Pacemaker を使用するクラスターを設定する場合、サーバーのホスト名を使用することで、すべての NIC の構成を設定するように Corosync を構成する必要があります。 Pacemaker または Corosync の通信は、1 つの NIC 経由でのみ必要です。 Pacemaker クラスターが構成されたら、corosync.conf
ファイル内の構成を変更し、Pacemaker または Corosync の通信専用に使用する NIC の IP アドレスを更新します。
corosync.conf
ファイル内に指定された <hostname>
は、逆引き参照 (ping -a <ip_address>
) の実行時に提供された出力と同じにする必要があり、ホストで構成された短い名前にする必要があります。 hosts
ファイルが、名前解決に対して適切な IP アドレスを表していることも確認します。
corosync.conf
ファイル対する変更の例を次に示します。

• • • • • • •

指示 1: 下の一覧で、「nightstand」という文字列を含む行はいくつありますか？大文字と小文字を区別して数え、数だけを答えてください。

利用可能なデータ:
• • • • • • •

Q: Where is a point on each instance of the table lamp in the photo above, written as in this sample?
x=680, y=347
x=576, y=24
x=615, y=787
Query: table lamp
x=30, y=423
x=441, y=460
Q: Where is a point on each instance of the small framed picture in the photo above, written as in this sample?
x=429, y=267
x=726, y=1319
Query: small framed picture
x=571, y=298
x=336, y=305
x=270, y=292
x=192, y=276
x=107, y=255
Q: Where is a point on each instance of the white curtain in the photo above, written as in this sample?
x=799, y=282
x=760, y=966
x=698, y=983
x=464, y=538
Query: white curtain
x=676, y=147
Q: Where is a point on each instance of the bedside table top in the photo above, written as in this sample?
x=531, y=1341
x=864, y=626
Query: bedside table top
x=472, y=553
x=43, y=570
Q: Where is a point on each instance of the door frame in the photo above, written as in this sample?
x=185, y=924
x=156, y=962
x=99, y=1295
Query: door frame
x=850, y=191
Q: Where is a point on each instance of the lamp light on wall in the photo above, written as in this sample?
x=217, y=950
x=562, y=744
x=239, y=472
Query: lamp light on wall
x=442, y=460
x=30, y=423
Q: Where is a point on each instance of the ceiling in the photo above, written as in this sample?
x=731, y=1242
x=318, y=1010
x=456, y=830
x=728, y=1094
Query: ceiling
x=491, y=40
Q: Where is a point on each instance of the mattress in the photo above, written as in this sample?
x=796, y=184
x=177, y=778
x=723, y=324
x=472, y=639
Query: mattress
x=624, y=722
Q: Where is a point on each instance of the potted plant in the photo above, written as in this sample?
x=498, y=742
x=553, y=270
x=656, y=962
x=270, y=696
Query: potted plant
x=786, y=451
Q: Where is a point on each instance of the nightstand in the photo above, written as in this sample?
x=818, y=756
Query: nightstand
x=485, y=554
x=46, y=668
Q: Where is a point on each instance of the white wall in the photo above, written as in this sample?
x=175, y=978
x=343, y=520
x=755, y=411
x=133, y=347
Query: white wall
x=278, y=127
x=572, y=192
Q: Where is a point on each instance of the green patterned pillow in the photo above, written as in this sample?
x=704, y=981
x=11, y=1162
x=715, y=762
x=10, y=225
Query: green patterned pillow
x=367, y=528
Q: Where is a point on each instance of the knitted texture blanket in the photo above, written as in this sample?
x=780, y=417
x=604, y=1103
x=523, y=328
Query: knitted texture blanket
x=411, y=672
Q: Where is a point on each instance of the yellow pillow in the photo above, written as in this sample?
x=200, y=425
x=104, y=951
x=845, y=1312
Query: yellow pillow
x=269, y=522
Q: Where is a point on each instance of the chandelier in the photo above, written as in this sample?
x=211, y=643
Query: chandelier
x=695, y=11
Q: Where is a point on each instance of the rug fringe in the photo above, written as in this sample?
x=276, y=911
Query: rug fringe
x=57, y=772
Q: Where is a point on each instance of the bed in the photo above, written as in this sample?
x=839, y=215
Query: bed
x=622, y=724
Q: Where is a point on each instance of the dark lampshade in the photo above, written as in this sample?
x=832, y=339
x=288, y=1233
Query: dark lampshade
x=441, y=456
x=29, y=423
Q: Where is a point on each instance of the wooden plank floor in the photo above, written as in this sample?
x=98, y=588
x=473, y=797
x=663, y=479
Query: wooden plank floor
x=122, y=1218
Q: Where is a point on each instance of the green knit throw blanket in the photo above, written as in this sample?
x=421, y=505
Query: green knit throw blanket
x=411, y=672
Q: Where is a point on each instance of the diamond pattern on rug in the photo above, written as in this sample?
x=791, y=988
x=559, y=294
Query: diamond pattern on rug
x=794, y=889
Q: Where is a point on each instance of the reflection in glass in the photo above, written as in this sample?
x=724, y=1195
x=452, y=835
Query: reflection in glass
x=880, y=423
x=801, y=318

• • • • • • •

指示 2: 上のページによると、Pacemaker または Corosync の通信にはいくつの NIC 経由で足りますか？

出力 1: 2

出力 2: 1 つの NIC 経由でのみ必要です。